WHAT THIS TASK INVOLVES. Look through the records that follow. Copy every line containing the word "jacket".

PROVIDED ENTRIES.

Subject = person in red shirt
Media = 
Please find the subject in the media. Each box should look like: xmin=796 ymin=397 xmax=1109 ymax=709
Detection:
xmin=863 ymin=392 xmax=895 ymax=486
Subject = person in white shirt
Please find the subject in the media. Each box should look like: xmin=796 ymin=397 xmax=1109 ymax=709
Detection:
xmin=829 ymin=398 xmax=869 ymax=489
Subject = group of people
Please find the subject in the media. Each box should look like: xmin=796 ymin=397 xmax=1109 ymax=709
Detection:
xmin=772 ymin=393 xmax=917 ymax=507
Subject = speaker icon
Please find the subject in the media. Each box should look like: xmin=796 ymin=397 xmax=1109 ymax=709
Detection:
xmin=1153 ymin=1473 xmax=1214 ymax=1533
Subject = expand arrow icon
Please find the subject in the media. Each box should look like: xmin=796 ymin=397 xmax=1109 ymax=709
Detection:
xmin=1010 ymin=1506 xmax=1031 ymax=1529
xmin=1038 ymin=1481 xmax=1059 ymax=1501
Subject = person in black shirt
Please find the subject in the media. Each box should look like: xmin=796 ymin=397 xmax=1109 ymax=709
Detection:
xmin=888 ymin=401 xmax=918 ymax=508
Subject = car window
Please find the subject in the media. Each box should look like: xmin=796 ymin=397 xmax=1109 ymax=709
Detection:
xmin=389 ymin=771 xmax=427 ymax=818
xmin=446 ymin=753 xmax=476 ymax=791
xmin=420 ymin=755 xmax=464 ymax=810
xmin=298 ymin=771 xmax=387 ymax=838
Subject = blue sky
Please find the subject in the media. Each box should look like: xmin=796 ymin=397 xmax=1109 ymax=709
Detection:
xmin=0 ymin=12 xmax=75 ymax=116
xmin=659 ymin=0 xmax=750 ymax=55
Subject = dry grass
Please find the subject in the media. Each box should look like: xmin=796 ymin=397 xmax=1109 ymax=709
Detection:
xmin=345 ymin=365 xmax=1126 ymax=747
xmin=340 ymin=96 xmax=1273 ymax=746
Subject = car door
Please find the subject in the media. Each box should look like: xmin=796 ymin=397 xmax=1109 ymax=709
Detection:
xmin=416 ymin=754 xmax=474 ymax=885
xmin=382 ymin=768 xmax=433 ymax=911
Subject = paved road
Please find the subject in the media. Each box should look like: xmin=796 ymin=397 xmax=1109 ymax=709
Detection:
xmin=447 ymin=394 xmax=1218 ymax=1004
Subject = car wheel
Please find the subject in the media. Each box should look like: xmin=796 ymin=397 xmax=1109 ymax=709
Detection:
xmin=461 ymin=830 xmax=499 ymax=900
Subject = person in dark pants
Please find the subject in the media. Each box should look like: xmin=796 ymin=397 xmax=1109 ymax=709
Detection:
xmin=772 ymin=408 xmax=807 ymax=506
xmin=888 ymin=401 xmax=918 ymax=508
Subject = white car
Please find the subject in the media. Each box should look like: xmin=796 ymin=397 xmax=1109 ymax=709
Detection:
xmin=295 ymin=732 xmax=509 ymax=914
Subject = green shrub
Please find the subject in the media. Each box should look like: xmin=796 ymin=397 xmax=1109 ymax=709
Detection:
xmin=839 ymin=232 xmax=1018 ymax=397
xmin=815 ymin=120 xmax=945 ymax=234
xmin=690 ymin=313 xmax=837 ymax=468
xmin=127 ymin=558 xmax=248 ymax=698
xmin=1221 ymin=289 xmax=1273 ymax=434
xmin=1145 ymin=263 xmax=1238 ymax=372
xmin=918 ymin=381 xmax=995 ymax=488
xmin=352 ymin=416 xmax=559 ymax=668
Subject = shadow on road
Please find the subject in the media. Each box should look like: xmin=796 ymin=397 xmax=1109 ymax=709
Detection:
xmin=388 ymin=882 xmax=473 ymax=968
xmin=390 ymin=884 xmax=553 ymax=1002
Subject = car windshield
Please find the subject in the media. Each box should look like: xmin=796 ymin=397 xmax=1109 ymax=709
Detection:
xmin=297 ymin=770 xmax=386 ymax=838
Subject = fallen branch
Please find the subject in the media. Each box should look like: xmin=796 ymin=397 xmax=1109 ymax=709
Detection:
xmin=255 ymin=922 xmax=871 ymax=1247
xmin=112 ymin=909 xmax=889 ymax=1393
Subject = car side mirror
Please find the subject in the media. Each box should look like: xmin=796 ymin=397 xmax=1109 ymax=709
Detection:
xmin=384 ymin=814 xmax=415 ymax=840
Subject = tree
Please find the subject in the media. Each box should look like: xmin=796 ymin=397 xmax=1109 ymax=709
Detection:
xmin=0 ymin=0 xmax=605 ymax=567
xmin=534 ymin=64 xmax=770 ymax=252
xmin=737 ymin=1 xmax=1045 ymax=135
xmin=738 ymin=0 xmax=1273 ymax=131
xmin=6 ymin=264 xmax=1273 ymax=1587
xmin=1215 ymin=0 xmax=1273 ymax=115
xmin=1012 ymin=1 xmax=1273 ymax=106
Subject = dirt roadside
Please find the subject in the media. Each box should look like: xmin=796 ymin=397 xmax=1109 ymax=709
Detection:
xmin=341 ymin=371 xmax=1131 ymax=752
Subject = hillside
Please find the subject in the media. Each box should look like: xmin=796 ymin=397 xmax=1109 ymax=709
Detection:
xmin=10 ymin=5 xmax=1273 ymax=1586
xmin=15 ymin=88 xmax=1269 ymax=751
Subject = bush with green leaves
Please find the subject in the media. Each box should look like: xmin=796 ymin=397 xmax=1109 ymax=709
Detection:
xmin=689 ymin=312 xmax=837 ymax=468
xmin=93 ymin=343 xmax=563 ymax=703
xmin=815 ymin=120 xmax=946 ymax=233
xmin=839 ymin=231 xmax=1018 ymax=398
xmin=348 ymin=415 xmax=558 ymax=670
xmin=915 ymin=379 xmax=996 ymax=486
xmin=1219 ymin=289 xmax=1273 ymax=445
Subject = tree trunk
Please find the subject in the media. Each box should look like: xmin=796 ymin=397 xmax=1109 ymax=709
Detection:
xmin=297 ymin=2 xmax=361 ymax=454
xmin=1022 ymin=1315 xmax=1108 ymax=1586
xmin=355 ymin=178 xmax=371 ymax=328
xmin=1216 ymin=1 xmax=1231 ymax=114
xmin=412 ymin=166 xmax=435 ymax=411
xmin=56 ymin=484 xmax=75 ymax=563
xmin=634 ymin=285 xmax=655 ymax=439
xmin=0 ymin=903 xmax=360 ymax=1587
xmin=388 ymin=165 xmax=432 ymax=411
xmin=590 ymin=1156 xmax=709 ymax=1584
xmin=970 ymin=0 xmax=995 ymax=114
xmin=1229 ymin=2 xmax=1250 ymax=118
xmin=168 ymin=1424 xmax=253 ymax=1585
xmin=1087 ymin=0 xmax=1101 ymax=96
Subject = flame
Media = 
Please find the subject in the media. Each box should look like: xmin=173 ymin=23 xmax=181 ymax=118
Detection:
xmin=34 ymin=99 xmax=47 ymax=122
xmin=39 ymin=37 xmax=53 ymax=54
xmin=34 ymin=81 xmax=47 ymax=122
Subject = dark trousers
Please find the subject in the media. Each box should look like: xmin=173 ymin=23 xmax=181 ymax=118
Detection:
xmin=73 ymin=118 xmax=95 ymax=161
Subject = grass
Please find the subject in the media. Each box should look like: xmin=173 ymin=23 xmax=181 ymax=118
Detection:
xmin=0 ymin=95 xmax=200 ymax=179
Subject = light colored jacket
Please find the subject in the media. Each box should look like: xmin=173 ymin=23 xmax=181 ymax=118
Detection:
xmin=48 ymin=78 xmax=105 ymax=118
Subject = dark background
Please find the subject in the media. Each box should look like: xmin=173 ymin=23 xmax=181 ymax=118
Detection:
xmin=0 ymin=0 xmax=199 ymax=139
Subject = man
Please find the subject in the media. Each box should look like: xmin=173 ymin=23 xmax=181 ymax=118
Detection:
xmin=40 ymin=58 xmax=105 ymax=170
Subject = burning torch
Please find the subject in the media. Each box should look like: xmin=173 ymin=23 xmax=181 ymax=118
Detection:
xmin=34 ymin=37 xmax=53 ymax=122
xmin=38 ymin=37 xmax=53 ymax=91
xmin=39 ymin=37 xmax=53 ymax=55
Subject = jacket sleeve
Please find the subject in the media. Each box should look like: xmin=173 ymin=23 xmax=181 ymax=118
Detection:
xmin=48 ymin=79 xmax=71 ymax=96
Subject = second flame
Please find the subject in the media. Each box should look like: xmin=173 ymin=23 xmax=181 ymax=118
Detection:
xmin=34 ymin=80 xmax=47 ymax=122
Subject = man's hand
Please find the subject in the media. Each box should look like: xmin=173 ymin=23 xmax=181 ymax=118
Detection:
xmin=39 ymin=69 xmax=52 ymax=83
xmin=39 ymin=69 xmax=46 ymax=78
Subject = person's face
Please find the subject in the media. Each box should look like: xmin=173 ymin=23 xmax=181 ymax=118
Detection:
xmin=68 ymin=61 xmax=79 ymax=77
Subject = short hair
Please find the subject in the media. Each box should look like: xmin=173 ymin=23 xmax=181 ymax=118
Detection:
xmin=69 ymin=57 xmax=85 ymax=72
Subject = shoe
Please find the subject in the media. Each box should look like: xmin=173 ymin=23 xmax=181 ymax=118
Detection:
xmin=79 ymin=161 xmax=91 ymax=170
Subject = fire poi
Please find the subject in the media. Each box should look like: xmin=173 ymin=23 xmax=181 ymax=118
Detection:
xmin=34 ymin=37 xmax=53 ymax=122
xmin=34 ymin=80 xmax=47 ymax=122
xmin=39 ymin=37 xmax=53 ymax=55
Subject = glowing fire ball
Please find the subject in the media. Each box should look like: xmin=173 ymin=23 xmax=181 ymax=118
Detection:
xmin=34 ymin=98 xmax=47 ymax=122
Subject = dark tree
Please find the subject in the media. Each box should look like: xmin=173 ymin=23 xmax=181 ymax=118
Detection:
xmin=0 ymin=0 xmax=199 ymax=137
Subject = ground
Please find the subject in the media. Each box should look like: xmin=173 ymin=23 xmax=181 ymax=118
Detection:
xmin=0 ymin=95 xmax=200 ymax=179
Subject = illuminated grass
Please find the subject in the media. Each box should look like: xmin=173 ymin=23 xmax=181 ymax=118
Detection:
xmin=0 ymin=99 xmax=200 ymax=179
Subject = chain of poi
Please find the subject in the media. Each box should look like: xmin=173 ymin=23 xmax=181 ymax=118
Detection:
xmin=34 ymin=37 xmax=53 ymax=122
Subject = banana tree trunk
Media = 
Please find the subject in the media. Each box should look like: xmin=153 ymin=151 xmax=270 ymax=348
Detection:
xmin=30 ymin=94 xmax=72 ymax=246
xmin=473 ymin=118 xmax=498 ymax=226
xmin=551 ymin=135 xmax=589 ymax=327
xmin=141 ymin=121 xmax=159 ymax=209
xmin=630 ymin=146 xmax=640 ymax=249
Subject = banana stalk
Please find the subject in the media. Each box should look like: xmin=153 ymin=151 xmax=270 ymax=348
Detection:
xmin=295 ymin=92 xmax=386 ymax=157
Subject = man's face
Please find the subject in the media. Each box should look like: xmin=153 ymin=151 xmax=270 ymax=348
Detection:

OUTPUT OF THE EXERCISE.
Subject = light colored jacket
Subject = jacket sleeve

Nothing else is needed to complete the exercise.